### Your objective
Exactly and only the lines from the one with "Crop-scouting request: mark the runway" through the end of the listing are to be transcribed, both ends included.

^^^^^^^^^^^^^^^^

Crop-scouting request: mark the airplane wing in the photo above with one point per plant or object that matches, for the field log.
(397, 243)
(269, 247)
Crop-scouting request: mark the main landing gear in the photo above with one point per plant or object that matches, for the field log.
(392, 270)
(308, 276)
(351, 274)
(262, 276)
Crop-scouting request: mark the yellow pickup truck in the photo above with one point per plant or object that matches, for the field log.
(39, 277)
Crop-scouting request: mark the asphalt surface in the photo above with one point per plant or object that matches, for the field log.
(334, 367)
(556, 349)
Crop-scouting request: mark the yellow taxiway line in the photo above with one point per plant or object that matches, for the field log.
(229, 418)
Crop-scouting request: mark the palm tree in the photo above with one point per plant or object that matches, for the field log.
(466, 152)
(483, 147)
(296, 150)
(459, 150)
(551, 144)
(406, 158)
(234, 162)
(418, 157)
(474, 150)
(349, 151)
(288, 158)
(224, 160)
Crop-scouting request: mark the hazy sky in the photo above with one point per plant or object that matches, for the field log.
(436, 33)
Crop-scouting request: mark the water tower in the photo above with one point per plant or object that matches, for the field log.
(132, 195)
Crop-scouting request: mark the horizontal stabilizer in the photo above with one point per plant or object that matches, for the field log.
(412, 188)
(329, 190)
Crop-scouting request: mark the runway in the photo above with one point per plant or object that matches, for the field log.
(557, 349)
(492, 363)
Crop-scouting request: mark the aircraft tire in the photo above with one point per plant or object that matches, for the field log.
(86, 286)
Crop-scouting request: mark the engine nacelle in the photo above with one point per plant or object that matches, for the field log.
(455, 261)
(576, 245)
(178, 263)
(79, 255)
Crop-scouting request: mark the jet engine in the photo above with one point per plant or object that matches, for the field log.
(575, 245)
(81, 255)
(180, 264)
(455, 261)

^^^^^^^^^^^^^^^^

### Reply
Crop-scouting request: mark the runway in the photo above with one point per plant or object that matches, for the field log.
(557, 349)
(492, 363)
Crop-scouting request: mark the aircraft tire in the photo above with one point per plant or object that matches, for the field log.
(86, 286)
Crop-scouting request: mark the engine nacelle in the photo above with one point per plant or object that matches, for the field log.
(455, 261)
(576, 245)
(178, 263)
(79, 255)
Crop-scouting request: mark the jet engine in the photo above with one point per plant or object that matches, for the field log.
(575, 245)
(81, 255)
(180, 264)
(455, 261)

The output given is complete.